Work instructions: Can you quote exactly the stretch of lines from the one with "Can you find the concrete" through the final line of the material, both ends included?

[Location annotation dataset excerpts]
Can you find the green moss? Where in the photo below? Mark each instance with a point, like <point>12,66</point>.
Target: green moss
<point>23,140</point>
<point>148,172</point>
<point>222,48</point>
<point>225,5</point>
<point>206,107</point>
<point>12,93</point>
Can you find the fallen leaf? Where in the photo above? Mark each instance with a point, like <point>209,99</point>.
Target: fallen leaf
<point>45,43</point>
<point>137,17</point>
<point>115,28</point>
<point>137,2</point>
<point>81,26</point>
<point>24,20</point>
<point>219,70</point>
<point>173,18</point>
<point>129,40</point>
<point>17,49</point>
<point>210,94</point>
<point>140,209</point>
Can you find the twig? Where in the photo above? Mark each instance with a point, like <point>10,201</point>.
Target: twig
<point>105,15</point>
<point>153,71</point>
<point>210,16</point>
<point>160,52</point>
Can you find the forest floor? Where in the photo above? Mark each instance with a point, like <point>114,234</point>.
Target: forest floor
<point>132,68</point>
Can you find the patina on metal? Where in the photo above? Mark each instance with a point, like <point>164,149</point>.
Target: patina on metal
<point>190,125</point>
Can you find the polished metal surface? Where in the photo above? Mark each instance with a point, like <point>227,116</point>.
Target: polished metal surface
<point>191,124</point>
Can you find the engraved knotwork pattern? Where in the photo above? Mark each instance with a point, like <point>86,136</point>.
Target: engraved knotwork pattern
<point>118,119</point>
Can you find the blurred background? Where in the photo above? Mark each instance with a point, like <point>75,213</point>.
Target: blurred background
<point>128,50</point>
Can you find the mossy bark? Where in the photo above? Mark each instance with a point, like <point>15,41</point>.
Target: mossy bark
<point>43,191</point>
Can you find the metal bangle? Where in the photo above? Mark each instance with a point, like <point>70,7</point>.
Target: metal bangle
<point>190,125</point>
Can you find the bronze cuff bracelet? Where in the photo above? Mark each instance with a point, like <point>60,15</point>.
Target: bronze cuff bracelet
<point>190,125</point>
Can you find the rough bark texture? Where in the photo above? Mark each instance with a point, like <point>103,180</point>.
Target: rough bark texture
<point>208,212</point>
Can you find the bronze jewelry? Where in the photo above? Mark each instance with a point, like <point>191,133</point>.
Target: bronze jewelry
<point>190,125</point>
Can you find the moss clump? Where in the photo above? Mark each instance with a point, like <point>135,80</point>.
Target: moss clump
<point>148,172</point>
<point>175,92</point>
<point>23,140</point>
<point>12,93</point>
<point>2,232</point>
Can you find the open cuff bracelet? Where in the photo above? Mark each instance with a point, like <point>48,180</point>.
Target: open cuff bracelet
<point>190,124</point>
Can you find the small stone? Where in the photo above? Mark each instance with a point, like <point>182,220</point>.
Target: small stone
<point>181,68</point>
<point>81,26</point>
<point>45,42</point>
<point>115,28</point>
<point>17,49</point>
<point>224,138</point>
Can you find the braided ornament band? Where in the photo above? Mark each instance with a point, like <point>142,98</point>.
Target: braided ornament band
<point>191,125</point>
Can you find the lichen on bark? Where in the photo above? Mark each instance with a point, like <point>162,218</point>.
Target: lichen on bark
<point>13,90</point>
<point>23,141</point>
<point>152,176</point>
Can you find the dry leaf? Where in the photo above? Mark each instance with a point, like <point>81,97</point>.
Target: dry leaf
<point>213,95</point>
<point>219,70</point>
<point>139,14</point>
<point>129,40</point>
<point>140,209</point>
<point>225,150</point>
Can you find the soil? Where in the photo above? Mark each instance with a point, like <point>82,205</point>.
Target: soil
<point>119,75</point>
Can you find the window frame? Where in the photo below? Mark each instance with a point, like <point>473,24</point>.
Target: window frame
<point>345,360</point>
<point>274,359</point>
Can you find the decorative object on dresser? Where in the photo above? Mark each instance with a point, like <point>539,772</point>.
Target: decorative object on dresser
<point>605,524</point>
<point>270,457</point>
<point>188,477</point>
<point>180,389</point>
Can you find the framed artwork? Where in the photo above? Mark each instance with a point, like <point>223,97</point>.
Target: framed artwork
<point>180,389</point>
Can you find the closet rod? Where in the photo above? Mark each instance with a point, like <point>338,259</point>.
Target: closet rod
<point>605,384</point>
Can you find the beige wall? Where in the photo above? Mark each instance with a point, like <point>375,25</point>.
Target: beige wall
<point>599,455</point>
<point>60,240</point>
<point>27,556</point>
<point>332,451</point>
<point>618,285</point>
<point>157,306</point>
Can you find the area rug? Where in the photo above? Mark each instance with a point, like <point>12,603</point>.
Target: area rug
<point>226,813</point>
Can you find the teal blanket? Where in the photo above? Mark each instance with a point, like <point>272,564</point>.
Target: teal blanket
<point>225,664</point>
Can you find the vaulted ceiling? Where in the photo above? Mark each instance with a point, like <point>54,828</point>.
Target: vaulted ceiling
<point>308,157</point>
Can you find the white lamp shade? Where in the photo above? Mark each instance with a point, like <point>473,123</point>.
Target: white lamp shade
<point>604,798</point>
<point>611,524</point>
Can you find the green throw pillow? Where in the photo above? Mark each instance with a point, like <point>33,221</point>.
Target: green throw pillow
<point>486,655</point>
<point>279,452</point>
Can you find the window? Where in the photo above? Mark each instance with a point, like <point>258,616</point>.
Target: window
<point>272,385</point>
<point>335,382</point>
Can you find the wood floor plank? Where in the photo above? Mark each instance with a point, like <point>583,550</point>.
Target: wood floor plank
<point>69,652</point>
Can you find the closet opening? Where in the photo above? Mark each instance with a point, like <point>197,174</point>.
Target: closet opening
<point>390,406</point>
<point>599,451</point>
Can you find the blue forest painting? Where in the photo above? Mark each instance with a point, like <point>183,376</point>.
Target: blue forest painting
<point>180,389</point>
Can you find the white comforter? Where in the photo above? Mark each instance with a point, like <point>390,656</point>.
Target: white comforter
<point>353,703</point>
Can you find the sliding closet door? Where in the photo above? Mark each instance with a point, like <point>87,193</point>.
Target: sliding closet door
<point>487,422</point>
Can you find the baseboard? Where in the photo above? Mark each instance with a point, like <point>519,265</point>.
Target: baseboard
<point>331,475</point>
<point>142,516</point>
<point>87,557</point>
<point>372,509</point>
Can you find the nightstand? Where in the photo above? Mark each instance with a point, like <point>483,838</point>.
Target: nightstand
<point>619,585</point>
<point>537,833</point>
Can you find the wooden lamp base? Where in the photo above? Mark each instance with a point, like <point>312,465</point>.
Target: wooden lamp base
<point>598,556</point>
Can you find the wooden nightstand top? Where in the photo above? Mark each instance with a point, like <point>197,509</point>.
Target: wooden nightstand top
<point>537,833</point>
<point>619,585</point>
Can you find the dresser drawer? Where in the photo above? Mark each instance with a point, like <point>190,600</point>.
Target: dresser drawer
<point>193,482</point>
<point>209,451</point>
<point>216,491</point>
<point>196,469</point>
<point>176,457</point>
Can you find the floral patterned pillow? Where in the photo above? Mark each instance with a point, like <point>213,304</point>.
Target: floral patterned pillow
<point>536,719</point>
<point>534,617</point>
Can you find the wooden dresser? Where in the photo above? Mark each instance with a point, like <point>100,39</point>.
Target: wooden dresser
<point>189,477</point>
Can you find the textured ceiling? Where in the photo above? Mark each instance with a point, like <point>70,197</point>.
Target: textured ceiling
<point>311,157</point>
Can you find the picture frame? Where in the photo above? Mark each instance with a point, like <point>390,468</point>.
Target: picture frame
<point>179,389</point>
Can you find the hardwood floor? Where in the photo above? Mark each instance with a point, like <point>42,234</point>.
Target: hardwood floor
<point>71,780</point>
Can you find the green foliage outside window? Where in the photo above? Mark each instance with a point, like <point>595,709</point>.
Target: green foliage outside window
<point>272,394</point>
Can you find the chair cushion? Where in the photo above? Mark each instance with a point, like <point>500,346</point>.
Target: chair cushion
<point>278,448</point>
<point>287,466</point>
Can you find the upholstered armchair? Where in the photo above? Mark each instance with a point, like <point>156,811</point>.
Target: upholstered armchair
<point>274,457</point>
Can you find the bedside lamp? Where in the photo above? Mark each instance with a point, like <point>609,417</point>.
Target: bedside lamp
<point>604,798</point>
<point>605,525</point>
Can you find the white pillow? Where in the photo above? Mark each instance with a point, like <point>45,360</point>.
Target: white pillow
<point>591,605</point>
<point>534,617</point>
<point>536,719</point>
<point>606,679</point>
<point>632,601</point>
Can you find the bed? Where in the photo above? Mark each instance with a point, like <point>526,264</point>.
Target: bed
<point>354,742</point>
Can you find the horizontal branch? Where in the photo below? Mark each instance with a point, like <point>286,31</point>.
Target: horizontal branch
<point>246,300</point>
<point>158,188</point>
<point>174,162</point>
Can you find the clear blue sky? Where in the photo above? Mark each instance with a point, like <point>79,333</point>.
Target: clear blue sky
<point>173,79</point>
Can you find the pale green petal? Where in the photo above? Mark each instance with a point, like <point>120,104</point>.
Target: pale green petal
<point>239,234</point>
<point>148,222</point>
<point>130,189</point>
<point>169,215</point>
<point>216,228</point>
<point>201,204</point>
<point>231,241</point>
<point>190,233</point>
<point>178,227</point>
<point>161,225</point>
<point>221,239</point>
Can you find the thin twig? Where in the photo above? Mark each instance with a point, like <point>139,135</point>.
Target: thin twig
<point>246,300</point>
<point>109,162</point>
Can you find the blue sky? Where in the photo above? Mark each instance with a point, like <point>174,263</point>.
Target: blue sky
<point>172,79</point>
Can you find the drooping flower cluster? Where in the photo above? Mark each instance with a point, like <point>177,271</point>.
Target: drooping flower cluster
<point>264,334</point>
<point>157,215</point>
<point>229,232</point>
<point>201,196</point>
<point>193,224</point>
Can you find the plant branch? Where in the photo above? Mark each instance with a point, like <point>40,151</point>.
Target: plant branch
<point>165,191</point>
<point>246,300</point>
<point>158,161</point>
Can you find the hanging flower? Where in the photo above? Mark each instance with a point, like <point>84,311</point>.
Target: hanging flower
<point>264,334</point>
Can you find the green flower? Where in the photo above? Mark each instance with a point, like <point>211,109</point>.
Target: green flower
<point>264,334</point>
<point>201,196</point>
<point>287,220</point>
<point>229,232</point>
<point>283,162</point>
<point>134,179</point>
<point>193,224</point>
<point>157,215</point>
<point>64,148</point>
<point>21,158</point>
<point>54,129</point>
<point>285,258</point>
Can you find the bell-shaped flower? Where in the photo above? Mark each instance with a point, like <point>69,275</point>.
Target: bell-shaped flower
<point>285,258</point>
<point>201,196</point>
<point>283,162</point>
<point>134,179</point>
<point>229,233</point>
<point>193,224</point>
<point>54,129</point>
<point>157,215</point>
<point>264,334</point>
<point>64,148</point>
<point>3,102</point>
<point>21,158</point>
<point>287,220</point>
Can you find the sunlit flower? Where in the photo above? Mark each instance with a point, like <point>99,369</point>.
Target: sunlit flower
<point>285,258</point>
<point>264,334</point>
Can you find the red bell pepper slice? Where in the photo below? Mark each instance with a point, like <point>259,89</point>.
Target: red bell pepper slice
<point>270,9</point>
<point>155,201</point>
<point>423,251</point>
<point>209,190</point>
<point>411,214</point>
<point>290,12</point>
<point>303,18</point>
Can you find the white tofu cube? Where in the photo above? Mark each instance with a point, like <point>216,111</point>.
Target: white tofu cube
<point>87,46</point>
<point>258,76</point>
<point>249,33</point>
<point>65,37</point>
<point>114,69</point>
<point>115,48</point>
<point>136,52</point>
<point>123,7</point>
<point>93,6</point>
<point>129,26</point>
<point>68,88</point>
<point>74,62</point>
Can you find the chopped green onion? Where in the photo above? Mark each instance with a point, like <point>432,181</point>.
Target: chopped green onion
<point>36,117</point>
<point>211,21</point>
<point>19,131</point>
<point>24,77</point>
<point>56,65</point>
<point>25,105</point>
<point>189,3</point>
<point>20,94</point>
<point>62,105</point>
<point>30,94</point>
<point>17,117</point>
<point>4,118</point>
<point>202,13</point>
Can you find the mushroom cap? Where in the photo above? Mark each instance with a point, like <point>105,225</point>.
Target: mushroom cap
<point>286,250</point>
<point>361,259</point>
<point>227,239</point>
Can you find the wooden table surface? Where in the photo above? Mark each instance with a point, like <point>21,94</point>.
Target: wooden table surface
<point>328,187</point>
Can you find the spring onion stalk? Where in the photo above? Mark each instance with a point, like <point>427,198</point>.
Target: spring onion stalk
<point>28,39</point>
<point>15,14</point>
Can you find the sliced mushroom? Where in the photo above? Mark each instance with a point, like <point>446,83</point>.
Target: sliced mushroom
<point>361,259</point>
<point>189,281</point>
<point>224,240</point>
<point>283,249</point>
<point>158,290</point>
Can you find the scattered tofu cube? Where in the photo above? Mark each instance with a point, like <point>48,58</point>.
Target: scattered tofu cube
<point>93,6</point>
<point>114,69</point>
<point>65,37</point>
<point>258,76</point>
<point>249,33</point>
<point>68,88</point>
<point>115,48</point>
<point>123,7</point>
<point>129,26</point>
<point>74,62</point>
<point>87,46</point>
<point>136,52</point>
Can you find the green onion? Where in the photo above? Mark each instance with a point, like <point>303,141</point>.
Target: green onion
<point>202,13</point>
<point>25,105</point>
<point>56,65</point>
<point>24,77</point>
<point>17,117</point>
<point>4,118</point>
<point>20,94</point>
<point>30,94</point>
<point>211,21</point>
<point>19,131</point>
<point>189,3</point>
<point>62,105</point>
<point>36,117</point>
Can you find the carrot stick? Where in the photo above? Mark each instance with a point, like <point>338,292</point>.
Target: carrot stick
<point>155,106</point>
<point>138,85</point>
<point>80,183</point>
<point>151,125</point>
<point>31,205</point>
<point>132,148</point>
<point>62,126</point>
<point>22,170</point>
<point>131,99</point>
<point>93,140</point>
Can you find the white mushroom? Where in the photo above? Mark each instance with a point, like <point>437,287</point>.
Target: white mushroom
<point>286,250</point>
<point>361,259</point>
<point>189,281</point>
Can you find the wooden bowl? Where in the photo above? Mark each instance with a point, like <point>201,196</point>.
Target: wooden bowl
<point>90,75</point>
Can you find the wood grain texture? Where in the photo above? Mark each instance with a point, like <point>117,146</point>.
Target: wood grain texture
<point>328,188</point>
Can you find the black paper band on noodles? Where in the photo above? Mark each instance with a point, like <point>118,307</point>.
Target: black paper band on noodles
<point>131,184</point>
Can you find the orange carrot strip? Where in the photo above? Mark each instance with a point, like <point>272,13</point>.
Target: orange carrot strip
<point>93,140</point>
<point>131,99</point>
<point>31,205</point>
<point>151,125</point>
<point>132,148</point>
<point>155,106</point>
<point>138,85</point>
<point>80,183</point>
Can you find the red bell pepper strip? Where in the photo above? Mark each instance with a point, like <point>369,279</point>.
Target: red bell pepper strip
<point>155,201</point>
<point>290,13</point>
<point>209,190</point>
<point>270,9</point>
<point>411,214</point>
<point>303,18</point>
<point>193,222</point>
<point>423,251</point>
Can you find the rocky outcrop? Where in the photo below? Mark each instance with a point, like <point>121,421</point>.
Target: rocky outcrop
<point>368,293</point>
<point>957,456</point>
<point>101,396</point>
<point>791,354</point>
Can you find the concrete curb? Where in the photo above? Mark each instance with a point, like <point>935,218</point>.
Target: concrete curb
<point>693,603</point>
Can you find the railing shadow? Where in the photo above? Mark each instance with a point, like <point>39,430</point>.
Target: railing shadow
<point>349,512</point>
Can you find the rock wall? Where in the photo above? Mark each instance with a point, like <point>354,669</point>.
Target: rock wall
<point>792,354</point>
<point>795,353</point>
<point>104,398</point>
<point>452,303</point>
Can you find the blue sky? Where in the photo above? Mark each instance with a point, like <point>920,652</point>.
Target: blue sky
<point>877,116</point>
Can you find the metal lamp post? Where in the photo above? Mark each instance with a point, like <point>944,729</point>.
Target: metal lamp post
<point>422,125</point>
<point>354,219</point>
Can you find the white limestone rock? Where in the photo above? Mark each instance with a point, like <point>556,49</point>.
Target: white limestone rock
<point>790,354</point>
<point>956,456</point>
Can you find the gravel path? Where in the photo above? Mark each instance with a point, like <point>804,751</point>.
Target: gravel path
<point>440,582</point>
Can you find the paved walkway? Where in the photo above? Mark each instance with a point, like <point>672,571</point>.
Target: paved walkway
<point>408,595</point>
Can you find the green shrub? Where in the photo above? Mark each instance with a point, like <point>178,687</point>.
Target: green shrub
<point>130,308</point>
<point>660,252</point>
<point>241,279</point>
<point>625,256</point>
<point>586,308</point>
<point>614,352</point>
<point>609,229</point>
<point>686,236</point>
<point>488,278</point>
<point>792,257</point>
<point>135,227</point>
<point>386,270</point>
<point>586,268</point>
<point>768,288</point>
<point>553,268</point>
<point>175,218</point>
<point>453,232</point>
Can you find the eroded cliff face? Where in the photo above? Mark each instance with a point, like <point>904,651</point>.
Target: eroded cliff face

Output for this task:
Can you find the concrete curb? Where in the photo above? Mark each instance with a point, like <point>935,218</point>.
Target: concrete curb
<point>693,603</point>
Can you find the railing shadow? Where in the photo above? Mark each instance with a point, like <point>39,430</point>.
Target: railing shadow
<point>349,512</point>
Can you find the rock wall? Where in the photo above? Mark each instance with a point, like <point>354,669</point>.
Target: rock wall
<point>792,354</point>
<point>795,353</point>
<point>104,398</point>
<point>452,303</point>
Can you find the blue sky? Where in the photo above? Mark each instance with a point, like <point>920,652</point>.
Target: blue sky
<point>877,116</point>
Can you find the metal lamp post? Where in the photo above? Mark each instance with a point, like <point>944,729</point>.
Target: metal lamp post
<point>422,125</point>
<point>354,219</point>
Can you find the white limestone rock? Where in the photo above? Mark each instance with a point, like <point>556,49</point>.
Target: white limestone rock
<point>790,354</point>
<point>956,456</point>
Can you find the gravel path? Where in the photo above? Mark each instance with a point, like <point>804,751</point>.
Target: gravel path
<point>440,582</point>
Can you find the paved walkway? Where in the photo above? Mark each instance with a point, like <point>672,571</point>.
Target: paved walkway
<point>408,595</point>
Can you find the green shrub? Where in the photo above? Mark each instance with a point, like <point>178,687</point>.
Target: green shrub
<point>130,308</point>
<point>660,252</point>
<point>241,279</point>
<point>625,256</point>
<point>586,308</point>
<point>614,352</point>
<point>609,229</point>
<point>686,236</point>
<point>488,278</point>
<point>792,257</point>
<point>135,227</point>
<point>386,270</point>
<point>586,268</point>
<point>768,288</point>
<point>553,268</point>
<point>175,218</point>
<point>453,232</point>
Can you find the eroded cliff face? Where in the photo above? Mark each instance with a point, like <point>904,651</point>.
Target: eroded cliff face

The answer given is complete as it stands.